== TASK TO CARRY OUT ==
Find the number of lines in these records where the word "target" appears. Reply with that number and nothing more.

== SUPPLIED DATA ==

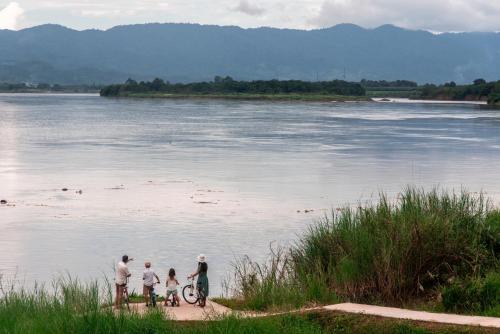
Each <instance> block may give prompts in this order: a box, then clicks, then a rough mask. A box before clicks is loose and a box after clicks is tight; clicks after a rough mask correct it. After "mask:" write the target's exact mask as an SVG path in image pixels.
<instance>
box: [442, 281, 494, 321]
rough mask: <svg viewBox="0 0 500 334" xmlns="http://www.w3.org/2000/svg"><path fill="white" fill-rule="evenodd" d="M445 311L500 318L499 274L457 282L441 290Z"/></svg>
mask: <svg viewBox="0 0 500 334" xmlns="http://www.w3.org/2000/svg"><path fill="white" fill-rule="evenodd" d="M442 299H443V302H442V303H443V306H444V309H445V310H446V311H449V312H458V313H473V314H484V315H489V316H495V317H500V273H498V272H492V273H489V274H487V275H486V276H485V277H484V278H475V279H468V280H457V281H455V282H453V283H452V284H450V285H449V286H447V287H445V288H444V289H443V295H442Z"/></svg>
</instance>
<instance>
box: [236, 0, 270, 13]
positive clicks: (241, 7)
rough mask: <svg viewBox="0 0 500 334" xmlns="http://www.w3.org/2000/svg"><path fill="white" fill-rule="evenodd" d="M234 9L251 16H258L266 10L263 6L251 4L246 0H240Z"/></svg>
mask: <svg viewBox="0 0 500 334" xmlns="http://www.w3.org/2000/svg"><path fill="white" fill-rule="evenodd" d="M235 10H236V11H237V12H242V13H244V14H247V15H251V16H259V15H262V14H264V13H265V12H266V10H265V9H264V8H261V7H259V6H257V5H254V4H251V3H250V2H249V1H248V0H240V2H239V4H238V6H236V8H235Z"/></svg>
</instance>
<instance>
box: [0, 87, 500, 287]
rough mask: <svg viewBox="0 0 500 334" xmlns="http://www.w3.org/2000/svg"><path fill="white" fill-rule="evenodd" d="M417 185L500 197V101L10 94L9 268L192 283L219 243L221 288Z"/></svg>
mask: <svg viewBox="0 0 500 334" xmlns="http://www.w3.org/2000/svg"><path fill="white" fill-rule="evenodd" d="M408 184H412V185H417V186H421V187H425V188H428V189H429V188H432V187H435V186H439V187H441V188H442V189H450V190H452V189H455V190H460V189H461V188H462V187H464V188H466V189H468V190H469V191H473V192H478V191H484V192H486V193H487V195H488V196H489V197H491V198H492V199H493V202H495V203H498V202H499V201H500V111H498V110H496V111H495V110H492V109H486V108H482V107H479V106H476V105H458V104H420V103H300V102H290V103H288V102H255V101H252V102H245V101H223V100H161V99H152V100H148V99H145V100H132V99H109V98H101V97H99V96H94V95H28V94H1V95H0V198H1V199H5V200H7V201H8V204H6V205H1V206H0V231H1V233H0V274H2V275H3V280H4V281H6V280H11V279H13V278H15V279H16V280H18V281H20V282H21V283H20V284H31V283H32V282H33V281H35V280H36V281H40V282H47V281H50V280H51V279H53V278H55V277H58V276H60V275H64V274H66V273H70V274H71V275H73V276H78V277H79V278H81V279H82V280H88V279H90V278H100V279H101V278H103V277H104V276H107V277H110V278H112V277H113V263H115V262H116V261H117V260H118V259H119V257H121V255H122V254H124V253H127V254H128V255H129V256H132V257H134V258H135V259H136V261H134V262H132V263H131V265H130V268H131V271H132V274H133V276H132V281H131V284H132V286H133V287H135V288H138V287H139V286H140V284H141V277H142V275H141V272H142V269H143V268H142V264H143V261H144V260H151V261H152V262H153V267H155V268H156V270H157V271H158V273H159V274H160V276H161V277H162V278H164V277H165V276H166V273H167V271H168V269H169V268H170V267H174V268H176V269H177V272H178V276H179V277H180V278H181V281H183V282H185V279H184V277H185V276H187V274H188V273H190V272H191V271H193V270H194V269H195V267H196V262H195V258H196V255H198V254H199V253H204V254H206V256H207V258H208V264H209V277H210V279H211V290H212V291H213V292H214V294H219V293H221V291H222V289H221V281H222V280H223V279H224V278H225V277H227V275H228V273H229V272H230V269H231V262H232V261H234V259H235V258H238V257H240V256H242V255H245V254H247V255H249V256H251V257H252V258H254V259H257V260H262V259H264V258H265V256H266V254H267V253H268V250H269V245H270V243H271V242H275V244H281V245H287V244H291V243H293V242H294V240H296V238H297V235H298V234H300V233H301V232H302V231H304V230H305V229H306V228H307V226H309V224H311V223H313V222H314V221H315V220H316V219H318V218H320V217H321V216H323V215H324V214H327V213H328V212H330V210H332V209H334V208H337V207H339V206H342V205H355V204H356V203H358V202H364V201H370V200H375V199H376V197H377V193H378V192H379V191H385V192H387V193H388V194H389V196H396V195H397V193H398V192H399V191H401V189H403V188H404V187H405V186H406V185H408ZM63 188H67V189H68V190H67V191H63V190H62V189H63ZM80 190H81V191H80ZM306 211H307V212H306Z"/></svg>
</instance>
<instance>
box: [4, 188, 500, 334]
mask: <svg viewBox="0 0 500 334" xmlns="http://www.w3.org/2000/svg"><path fill="white" fill-rule="evenodd" d="M499 253H500V211H498V210H496V209H495V208H493V207H491V206H490V205H489V202H488V201H487V200H486V199H485V198H484V197H483V196H482V195H472V194H470V193H466V192H461V193H459V194H450V193H445V192H442V193H441V192H438V191H437V190H434V191H430V192H424V191H422V190H417V189H414V188H409V189H407V190H405V191H404V192H403V193H402V194H400V195H399V196H398V199H397V200H395V201H390V200H389V199H388V198H387V197H386V196H385V195H381V196H380V200H379V201H378V202H377V203H376V204H373V205H366V206H359V207H356V208H351V207H346V208H343V209H339V210H338V211H336V212H333V213H332V215H331V216H330V217H325V218H323V219H322V220H321V221H319V222H318V223H317V224H315V225H313V226H312V227H310V229H309V231H308V232H307V233H306V234H305V235H304V236H303V237H302V238H301V239H300V240H299V241H298V242H297V243H296V244H295V245H294V246H292V247H291V248H290V249H288V248H279V247H278V248H277V247H272V248H271V256H270V258H269V260H268V261H267V262H266V263H263V264H258V263H255V262H253V261H251V260H250V259H249V258H243V259H242V260H240V261H238V262H237V263H235V274H234V280H233V281H231V282H230V283H232V284H231V285H228V288H231V289H234V290H231V291H233V295H232V297H233V298H230V299H222V298H221V299H218V300H217V301H218V302H222V303H224V304H226V305H228V306H230V307H232V308H236V309H253V310H276V309H286V308H297V307H300V306H304V305H311V306H312V305H314V304H326V303H334V302H338V301H347V300H349V301H360V302H370V303H378V304H386V305H408V304H410V303H413V305H417V306H418V302H419V300H433V304H431V309H434V310H437V309H441V310H446V311H449V312H462V313H468V314H469V313H470V314H481V315H489V316H500V271H499ZM0 283H1V282H0ZM50 291H51V292H48V291H47V290H46V289H44V287H40V286H38V287H35V288H34V289H33V290H30V291H28V290H26V289H16V288H13V287H11V288H7V289H6V288H5V286H4V285H2V284H0V292H1V295H0V328H1V329H2V332H5V333H116V332H120V333H143V332H146V333H207V332H208V333H366V332H369V333H456V332H462V333H493V332H494V331H493V330H488V329H475V328H472V329H471V328H465V327H462V328H454V327H449V326H443V325H437V324H416V323H412V322H408V321H398V320H391V319H381V318H376V317H370V316H364V315H345V314H342V313H335V312H329V311H324V310H321V311H319V310H317V311H309V312H299V313H292V314H288V315H276V316H271V317H263V318H247V319H244V318H238V317H235V316H231V317H227V318H223V319H213V320H214V321H206V322H187V323H186V322H183V323H178V322H173V321H170V320H169V319H167V318H166V316H165V314H164V313H162V312H159V311H158V309H153V310H151V311H150V312H148V313H147V314H145V315H138V314H135V313H133V312H132V313H130V312H128V311H126V310H124V311H123V312H114V311H113V310H112V308H111V307H110V306H109V305H111V304H112V288H111V287H110V286H109V285H108V286H106V287H104V288H103V287H100V286H99V285H98V284H97V283H96V282H94V283H90V284H87V285H84V284H81V283H79V282H78V281H76V280H72V279H70V278H67V279H62V280H59V281H57V282H55V283H54V284H53V285H52V286H51V289H50ZM439 296H441V300H442V301H440V302H438V300H439ZM132 299H133V300H135V301H140V296H133V298H132ZM439 303H440V304H439Z"/></svg>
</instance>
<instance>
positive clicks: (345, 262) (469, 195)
mask: <svg viewBox="0 0 500 334" xmlns="http://www.w3.org/2000/svg"><path fill="white" fill-rule="evenodd" d="M488 210H489V208H488V206H487V203H486V201H485V200H484V198H483V197H482V196H479V197H474V196H472V195H470V194H468V193H465V192H462V193H461V194H458V195H456V194H451V195H450V194H446V193H442V194H441V193H438V191H436V190H435V191H431V192H428V193H426V192H424V191H420V190H417V189H411V188H410V189H407V190H406V191H405V192H403V193H402V194H401V195H400V198H399V200H398V201H397V202H395V203H394V202H391V201H389V200H388V199H387V197H386V196H385V195H381V196H380V200H379V202H378V204H376V205H375V206H367V207H358V208H356V209H352V208H344V209H343V210H341V211H340V212H338V213H334V214H333V215H332V217H330V218H328V217H326V218H325V219H323V220H322V221H321V222H319V223H318V224H316V225H314V226H313V227H312V228H311V229H310V231H309V233H307V235H306V236H305V237H304V238H303V239H302V240H301V242H300V243H299V245H298V246H297V247H296V248H295V249H294V250H293V251H292V255H293V262H294V265H295V267H296V270H297V271H304V272H309V273H313V272H322V273H323V275H325V276H326V277H328V278H329V280H328V286H330V287H331V288H332V289H333V290H334V291H335V292H336V293H337V294H338V295H340V296H344V297H345V298H346V299H350V300H361V301H363V300H367V299H373V298H375V299H377V300H381V301H385V302H401V301H405V300H408V299H409V298H412V297H416V296H420V295H425V294H427V293H429V292H430V291H432V290H433V289H435V288H436V287H437V286H438V285H439V284H442V283H443V282H446V281H447V280H448V279H450V278H451V277H455V276H458V277H467V276H469V275H475V274H479V273H480V272H482V271H484V270H486V269H488V268H492V267H494V266H496V265H497V262H498V260H497V259H498V253H496V250H495V249H493V248H491V247H488V245H486V244H485V243H484V241H485V238H489V239H488V240H489V241H490V242H494V243H496V242H498V239H497V238H498V236H497V235H495V236H493V235H491V233H489V232H490V225H489V223H488V222H487V220H486V217H487V213H488ZM491 238H494V239H493V240H492V239H491Z"/></svg>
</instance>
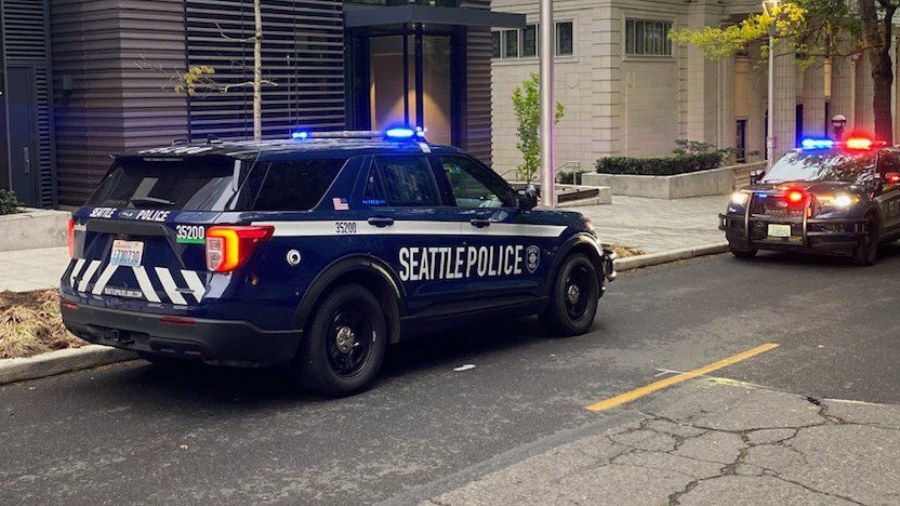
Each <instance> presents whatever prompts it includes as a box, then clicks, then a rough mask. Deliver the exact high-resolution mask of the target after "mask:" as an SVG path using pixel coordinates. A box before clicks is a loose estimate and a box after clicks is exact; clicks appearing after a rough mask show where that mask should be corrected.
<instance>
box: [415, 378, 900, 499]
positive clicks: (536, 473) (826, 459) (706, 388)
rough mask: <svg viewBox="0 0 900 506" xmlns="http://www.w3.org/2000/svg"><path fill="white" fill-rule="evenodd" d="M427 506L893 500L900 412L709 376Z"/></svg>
mask: <svg viewBox="0 0 900 506" xmlns="http://www.w3.org/2000/svg"><path fill="white" fill-rule="evenodd" d="M624 411H626V412H627V413H628V416H629V417H630V418H631V419H632V420H630V421H628V422H627V423H624V424H621V425H619V426H616V427H610V428H607V429H605V430H602V431H600V432H598V433H597V434H594V435H591V436H588V437H584V438H582V439H579V440H576V441H573V442H568V443H565V444H562V445H559V446H556V447H554V448H552V449H550V450H548V451H546V452H544V453H541V454H538V455H534V456H531V457H529V458H527V459H525V460H522V461H521V462H518V463H515V464H513V465H510V466H508V467H506V468H504V469H502V470H500V471H496V472H493V473H490V474H487V475H485V476H483V477H480V478H478V479H476V480H473V481H471V482H470V483H468V484H466V485H463V486H461V487H459V488H457V489H455V490H452V491H449V492H446V493H443V494H441V495H438V496H436V497H434V498H432V499H431V500H429V501H425V502H423V503H421V505H420V506H462V505H466V506H478V505H485V506H488V505H490V506H498V505H598V504H603V505H619V504H621V505H637V504H648V505H669V506H689V505H710V504H728V505H729V506H741V505H759V504H779V505H810V504H816V505H848V504H856V505H860V504H862V505H889V504H898V502H900V466H897V465H896V462H897V455H898V454H900V407H898V406H892V405H877V404H868V403H859V402H850V401H841V400H817V399H810V398H807V397H804V396H801V395H795V394H790V393H785V392H781V391H778V390H773V389H770V388H766V387H761V386H756V385H751V384H747V383H740V382H736V381H730V380H722V379H717V378H704V379H701V380H695V381H694V382H691V383H688V384H685V385H683V386H680V387H677V388H675V389H672V390H670V391H667V392H665V393H663V394H662V395H660V396H658V397H657V398H655V399H654V400H653V401H651V402H649V403H647V404H646V405H643V406H640V407H639V408H636V409H625V410H624Z"/></svg>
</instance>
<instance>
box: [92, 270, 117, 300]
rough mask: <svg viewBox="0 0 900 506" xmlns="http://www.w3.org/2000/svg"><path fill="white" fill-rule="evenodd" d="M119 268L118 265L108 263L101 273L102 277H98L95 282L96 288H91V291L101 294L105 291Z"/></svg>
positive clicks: (96, 293) (94, 292) (101, 276)
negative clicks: (104, 268)
mask: <svg viewBox="0 0 900 506" xmlns="http://www.w3.org/2000/svg"><path fill="white" fill-rule="evenodd" d="M118 268H119V266H118V265H113V264H107V265H106V268H105V269H103V273H102V274H100V277H99V278H97V282H96V283H94V289H93V290H91V293H93V294H94V295H100V294H102V293H103V289H104V288H106V284H107V283H109V279H110V278H111V277H112V276H113V274H115V273H116V270H117V269H118Z"/></svg>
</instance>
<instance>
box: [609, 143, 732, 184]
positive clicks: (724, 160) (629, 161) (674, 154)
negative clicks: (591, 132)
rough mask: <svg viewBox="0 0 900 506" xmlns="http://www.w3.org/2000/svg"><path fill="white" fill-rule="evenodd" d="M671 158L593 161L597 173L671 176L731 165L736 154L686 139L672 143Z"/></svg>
mask: <svg viewBox="0 0 900 506" xmlns="http://www.w3.org/2000/svg"><path fill="white" fill-rule="evenodd" d="M675 146H676V147H675V149H674V150H673V151H672V156H667V157H664V158H629V157H623V156H610V157H606V158H601V159H599V160H597V172H599V173H601V174H628V175H635V176H673V175H676V174H689V173H691V172H699V171H701V170H709V169H716V168H718V167H722V166H724V165H727V164H729V163H732V162H733V160H734V158H735V154H736V151H735V150H732V149H716V147H715V146H713V145H711V144H706V143H702V142H694V141H687V140H678V141H675Z"/></svg>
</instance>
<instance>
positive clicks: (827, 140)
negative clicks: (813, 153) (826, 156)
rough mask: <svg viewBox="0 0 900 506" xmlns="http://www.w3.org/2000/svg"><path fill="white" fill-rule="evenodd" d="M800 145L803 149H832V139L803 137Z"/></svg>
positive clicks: (812, 149) (832, 148)
mask: <svg viewBox="0 0 900 506" xmlns="http://www.w3.org/2000/svg"><path fill="white" fill-rule="evenodd" d="M800 146H801V147H803V149H808V150H814V149H833V148H834V141H833V140H831V139H803V142H801V143H800Z"/></svg>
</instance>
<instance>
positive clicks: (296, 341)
mask: <svg viewBox="0 0 900 506" xmlns="http://www.w3.org/2000/svg"><path fill="white" fill-rule="evenodd" d="M61 312H62V319H63V323H65V325H66V327H67V328H68V329H69V331H71V332H72V333H73V334H75V335H76V336H78V337H80V338H82V339H84V340H85V341H88V342H91V343H94V344H102V345H106V346H113V347H116V348H122V349H126V350H131V351H136V352H140V353H149V354H153V355H157V356H161V357H172V358H180V359H194V360H202V361H204V362H207V363H212V364H222V365H249V364H275V363H286V362H288V361H290V360H291V359H292V358H293V357H294V353H295V352H296V350H297V346H298V344H299V341H300V338H301V335H302V332H301V331H299V330H289V331H269V330H263V329H260V328H259V327H257V326H255V325H253V324H252V323H248V322H243V321H226V320H206V319H185V318H182V317H177V318H173V319H170V320H168V321H167V317H166V316H164V315H155V314H149V313H140V312H136V311H122V310H116V309H107V308H98V307H93V306H87V305H83V304H77V305H76V304H74V303H71V302H67V301H63V304H62V306H61Z"/></svg>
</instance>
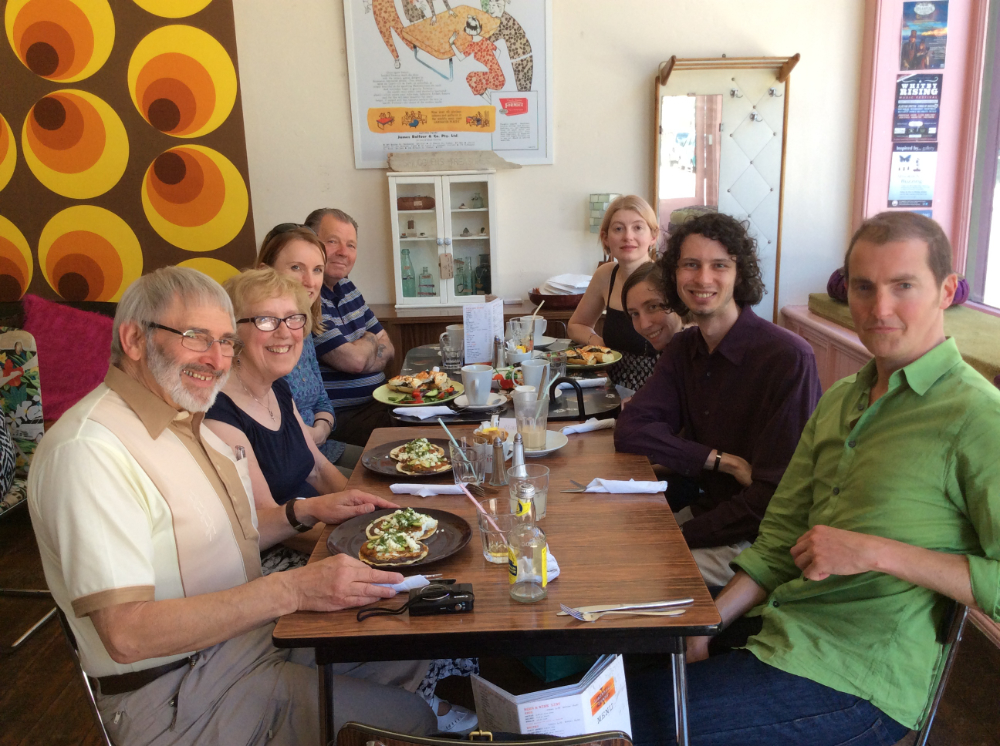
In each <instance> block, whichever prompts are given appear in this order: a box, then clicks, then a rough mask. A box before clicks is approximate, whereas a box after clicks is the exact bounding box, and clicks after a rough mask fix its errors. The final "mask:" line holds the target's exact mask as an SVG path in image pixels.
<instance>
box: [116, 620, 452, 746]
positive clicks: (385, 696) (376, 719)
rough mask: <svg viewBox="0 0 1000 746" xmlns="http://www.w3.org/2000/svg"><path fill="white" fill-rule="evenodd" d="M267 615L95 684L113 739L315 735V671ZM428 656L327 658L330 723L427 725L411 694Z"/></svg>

== TASK RESPONSE ==
3